#### Records for the exercise:
------------

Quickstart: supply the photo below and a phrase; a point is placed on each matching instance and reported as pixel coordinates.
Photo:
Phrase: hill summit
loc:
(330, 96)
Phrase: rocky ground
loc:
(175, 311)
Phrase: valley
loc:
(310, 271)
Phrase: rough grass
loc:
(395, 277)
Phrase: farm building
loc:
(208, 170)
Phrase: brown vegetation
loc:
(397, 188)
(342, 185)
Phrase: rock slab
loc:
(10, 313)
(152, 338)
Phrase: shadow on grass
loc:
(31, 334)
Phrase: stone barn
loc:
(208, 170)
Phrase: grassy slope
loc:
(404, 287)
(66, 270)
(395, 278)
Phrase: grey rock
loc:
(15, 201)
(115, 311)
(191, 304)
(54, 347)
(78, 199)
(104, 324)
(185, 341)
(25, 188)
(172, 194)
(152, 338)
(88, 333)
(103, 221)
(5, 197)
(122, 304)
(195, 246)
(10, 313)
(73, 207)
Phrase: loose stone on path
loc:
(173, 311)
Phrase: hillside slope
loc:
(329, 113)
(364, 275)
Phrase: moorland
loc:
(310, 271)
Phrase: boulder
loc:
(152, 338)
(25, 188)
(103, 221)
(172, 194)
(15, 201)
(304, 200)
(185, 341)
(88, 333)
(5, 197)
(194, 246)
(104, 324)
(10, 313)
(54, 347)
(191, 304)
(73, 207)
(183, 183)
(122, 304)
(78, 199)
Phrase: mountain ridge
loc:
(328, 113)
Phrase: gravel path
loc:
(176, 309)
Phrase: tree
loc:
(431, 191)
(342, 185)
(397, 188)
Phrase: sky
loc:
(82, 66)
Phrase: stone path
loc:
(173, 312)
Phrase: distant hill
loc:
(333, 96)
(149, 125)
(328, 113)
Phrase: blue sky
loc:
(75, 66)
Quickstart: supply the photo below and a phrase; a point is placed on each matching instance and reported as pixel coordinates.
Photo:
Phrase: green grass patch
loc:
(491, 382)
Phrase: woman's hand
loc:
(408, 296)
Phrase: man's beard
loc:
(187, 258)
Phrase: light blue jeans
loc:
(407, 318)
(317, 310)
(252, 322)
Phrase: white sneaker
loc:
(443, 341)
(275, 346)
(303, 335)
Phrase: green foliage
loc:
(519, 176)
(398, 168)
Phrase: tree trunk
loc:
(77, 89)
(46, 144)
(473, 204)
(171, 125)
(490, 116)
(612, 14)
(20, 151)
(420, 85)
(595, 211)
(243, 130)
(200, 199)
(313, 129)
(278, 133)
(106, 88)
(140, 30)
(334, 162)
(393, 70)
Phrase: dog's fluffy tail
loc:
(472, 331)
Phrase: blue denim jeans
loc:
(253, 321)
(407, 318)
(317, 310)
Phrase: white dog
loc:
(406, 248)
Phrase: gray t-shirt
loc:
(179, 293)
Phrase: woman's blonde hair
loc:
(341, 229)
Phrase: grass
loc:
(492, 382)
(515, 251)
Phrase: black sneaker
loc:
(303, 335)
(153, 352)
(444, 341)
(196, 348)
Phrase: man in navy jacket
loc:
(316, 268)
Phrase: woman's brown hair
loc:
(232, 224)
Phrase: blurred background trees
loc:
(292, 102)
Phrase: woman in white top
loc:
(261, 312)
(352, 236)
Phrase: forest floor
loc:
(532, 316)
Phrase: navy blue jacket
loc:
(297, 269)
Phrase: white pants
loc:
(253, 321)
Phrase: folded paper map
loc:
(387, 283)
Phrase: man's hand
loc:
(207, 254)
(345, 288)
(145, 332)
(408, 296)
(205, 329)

------------

#### Do this:
Copy out all of the records above word for word, changing nothing.

#### Completed exercise:
Quickstart: supply the photo below and a phrase; a point is placed on each matching instance and reported as pixel coordinates.
Photo:
Phrase: hill summit
loc:
(330, 96)
Phrase: rocky ground
loc:
(175, 311)
Phrase: valley
loc:
(310, 271)
Phrase: rough grass
loc:
(395, 277)
Phrase: farm building
loc:
(208, 170)
Phrase: brown vegetation
loc:
(397, 188)
(342, 185)
Phrase: rock slab
loc:
(10, 313)
(152, 338)
Phrase: shadow on grass
loc:
(31, 334)
Phrase: stone barn
loc:
(208, 170)
Phrase: grassy slope
loc:
(404, 287)
(66, 270)
(395, 278)
Phrase: grey rock
loc:
(15, 201)
(115, 311)
(191, 304)
(54, 347)
(78, 199)
(104, 324)
(185, 341)
(25, 188)
(172, 194)
(152, 338)
(88, 333)
(103, 221)
(5, 197)
(122, 304)
(195, 246)
(10, 313)
(73, 207)
Phrase: loose stone on path
loc:
(173, 311)
Phrase: hillside slope
loc:
(329, 113)
(364, 275)
Phrase: moorland
loc:
(310, 271)
Phrase: boulder
loc:
(152, 338)
(25, 188)
(103, 221)
(172, 194)
(15, 201)
(304, 200)
(185, 341)
(88, 333)
(5, 197)
(194, 246)
(104, 324)
(10, 313)
(54, 347)
(191, 304)
(73, 207)
(183, 183)
(122, 304)
(78, 199)
Phrase: mountain ridge
loc:
(328, 113)
Phrase: gravel path
loc:
(176, 309)
Phrase: tree
loc:
(431, 191)
(342, 185)
(397, 188)
Phrase: sky
loc:
(82, 66)
Phrase: stone path
loc:
(173, 312)
Phrase: distant hill
loc:
(333, 96)
(149, 125)
(328, 113)
Phrase: blue sky
loc:
(75, 66)
Quickstart: supply the photo below and a phrase; a point is placed on each matching instance and reported as pixel coordinates.
Photo:
Phrase: green grass patch
loc:
(491, 382)
Phrase: woman's hand
loc:
(408, 296)
Phrase: man's beard
loc:
(187, 258)
Phrase: light blue jeans
loc:
(407, 318)
(317, 310)
(252, 322)
Phrase: white sneaker
loc:
(443, 341)
(275, 346)
(303, 335)
Phrase: green foliage
loc:
(519, 176)
(398, 168)
Phrase: tree trunk
loc:
(77, 89)
(46, 144)
(473, 204)
(171, 125)
(490, 116)
(612, 14)
(20, 151)
(420, 85)
(595, 211)
(243, 130)
(200, 199)
(313, 129)
(278, 133)
(106, 88)
(140, 30)
(334, 162)
(393, 70)
Phrase: dog's fluffy tail
loc:
(472, 331)
Phrase: blue denim jeans
loc:
(253, 321)
(407, 318)
(317, 310)
Phrase: white dog
loc:
(406, 248)
Phrase: gray t-shirt
loc:
(179, 293)
Phrase: woman's blonde hair
loc:
(341, 229)
Phrase: grass
loc:
(492, 382)
(515, 251)
Phrase: black sneaker
loc:
(303, 335)
(153, 352)
(444, 341)
(196, 348)
Phrase: man in navy jacket
loc:
(316, 268)
Phrase: woman's brown hair
loc:
(232, 224)
Phrase: blurred background trees
loc:
(292, 102)
Phrase: woman in white top
loc:
(261, 312)
(352, 236)
Phrase: forest floor
loc:
(532, 316)
Phrase: navy blue jacket
loc:
(297, 269)
Phrase: white pants
loc:
(253, 321)
Phrase: folded paper map
loc:
(387, 283)
Phrase: man's hand
loc:
(207, 254)
(345, 288)
(145, 332)
(408, 296)
(205, 329)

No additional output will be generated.